Data in this exercise >>
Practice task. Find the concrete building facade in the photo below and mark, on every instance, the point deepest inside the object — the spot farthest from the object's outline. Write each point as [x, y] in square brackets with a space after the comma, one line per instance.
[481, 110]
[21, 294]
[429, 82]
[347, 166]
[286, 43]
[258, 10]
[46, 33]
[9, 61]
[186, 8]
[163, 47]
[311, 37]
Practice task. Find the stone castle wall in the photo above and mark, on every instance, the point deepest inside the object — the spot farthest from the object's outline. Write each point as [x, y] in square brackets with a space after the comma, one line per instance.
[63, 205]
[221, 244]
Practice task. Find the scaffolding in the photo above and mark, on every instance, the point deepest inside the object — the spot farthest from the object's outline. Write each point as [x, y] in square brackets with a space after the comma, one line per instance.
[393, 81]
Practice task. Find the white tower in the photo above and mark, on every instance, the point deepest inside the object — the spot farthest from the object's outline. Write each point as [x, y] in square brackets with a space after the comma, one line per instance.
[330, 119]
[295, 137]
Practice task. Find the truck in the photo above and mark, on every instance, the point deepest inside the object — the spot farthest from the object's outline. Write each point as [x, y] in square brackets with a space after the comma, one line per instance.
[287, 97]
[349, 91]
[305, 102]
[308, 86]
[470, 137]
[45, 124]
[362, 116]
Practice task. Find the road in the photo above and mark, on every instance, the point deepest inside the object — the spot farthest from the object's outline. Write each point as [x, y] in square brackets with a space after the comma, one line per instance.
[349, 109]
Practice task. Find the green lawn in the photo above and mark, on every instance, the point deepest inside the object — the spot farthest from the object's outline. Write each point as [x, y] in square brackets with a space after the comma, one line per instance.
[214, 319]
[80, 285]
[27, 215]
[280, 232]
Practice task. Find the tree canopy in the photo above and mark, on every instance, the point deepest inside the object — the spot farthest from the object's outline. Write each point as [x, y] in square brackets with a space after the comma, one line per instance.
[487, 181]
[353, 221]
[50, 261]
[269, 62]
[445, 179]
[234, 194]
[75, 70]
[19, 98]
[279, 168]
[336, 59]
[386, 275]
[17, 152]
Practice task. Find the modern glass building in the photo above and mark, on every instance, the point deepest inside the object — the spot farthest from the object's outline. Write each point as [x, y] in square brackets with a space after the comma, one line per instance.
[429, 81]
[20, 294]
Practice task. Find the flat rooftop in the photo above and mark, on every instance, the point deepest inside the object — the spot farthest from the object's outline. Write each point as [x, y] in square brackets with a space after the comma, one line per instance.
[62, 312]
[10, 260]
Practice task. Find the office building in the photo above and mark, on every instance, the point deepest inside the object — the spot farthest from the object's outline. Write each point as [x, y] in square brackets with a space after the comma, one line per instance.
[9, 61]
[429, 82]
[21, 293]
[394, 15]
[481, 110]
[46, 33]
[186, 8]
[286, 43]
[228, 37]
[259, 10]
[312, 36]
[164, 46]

Problem statement >> Word for word, return each of the entries shown above.

Result >>
Practice task. Find the concrete building facade in the photo below and mark, on every instance, the point deepest inside the object — the spot farthest from the object's outline. Write each point as [x, y] in square brackets with a space after the comma, one line per instance.
[481, 110]
[21, 294]
[429, 82]
[347, 166]
[286, 43]
[258, 10]
[46, 33]
[9, 61]
[186, 8]
[163, 47]
[311, 37]
Practice task. Find the stone castle wall in the photo above and mark, on every instance, the point deepest inside the object — the spot farthest from the object's outline. Write each point as [x, y] in square brackets with a space after the comma, one line per instance.
[63, 205]
[221, 244]
Practice task. Find the scaffolding in the photo above and mark, on every instance, the point deepest inside the object — the spot farthest from the object's outline. Write each point as [x, y] in square brackets with a space after the comma, one line per instance.
[393, 81]
Practice task. Find the white tower in the photo above and mark, on every instance, the point deepest inside the object — the spot farthest from the object's outline. Write each point as [x, y] in square brackets with a space after the comma, one line per instance.
[330, 119]
[295, 137]
Practice task. Find the truck in the photo above and mark, on every instance, the point deepest inside the object — the spot farthest from the object's outline. Write each point as [x, y] in square brackets with a space after the comma, one line per instance.
[287, 97]
[349, 91]
[305, 102]
[308, 86]
[470, 137]
[45, 124]
[362, 116]
Practice task. Find the road in the photo above and mark, on every instance, the point deepest inside the object — the spot farthest from the object's outline. Write each point as [x, y] in square brackets with a space after the comma, one line per instance.
[349, 109]
Practice task. Find the green lawn in the photo above and mark, on every instance, the point deepest inside the object — the spot farthest from the object's outline. Write each point as [x, y] in square brackets with a space after the comma, one line per instance.
[214, 319]
[80, 285]
[27, 215]
[280, 232]
Practice task. Find the tree canopy in the photo above and mark, on every instance, the point deepest inside the object — the spot farthest from the object's outline. Write each point as [x, y] in square brackets with a space after the comma, one line per instance.
[487, 181]
[353, 221]
[50, 261]
[269, 62]
[445, 179]
[234, 194]
[75, 70]
[19, 98]
[279, 168]
[336, 59]
[386, 275]
[17, 152]
Practice task. Find the modern glass building in the photo above and mark, on every instance, the point deepest inside the object — the spot farthest from the object's outline. Write each point as [x, y] in square brackets with a space after the comma, one line per instance.
[429, 81]
[20, 294]
Practice task. Find the flat rooftop in the photo above and mark, on every instance, the point deepest inside the object — the spot farthest from the object's outline. Write each point as [x, y] in square brackets with a space after the comma, one line per instance.
[62, 312]
[10, 260]
Practice task. Find the office building in the photo above and mark, on every instance, the point deepest inside the object — the spot farthest from the object's outline. Write each point as [x, y] in square brackets with a space after the comma, one line per instance.
[9, 61]
[429, 82]
[21, 293]
[394, 15]
[481, 110]
[46, 33]
[186, 8]
[286, 43]
[228, 37]
[259, 10]
[312, 36]
[164, 46]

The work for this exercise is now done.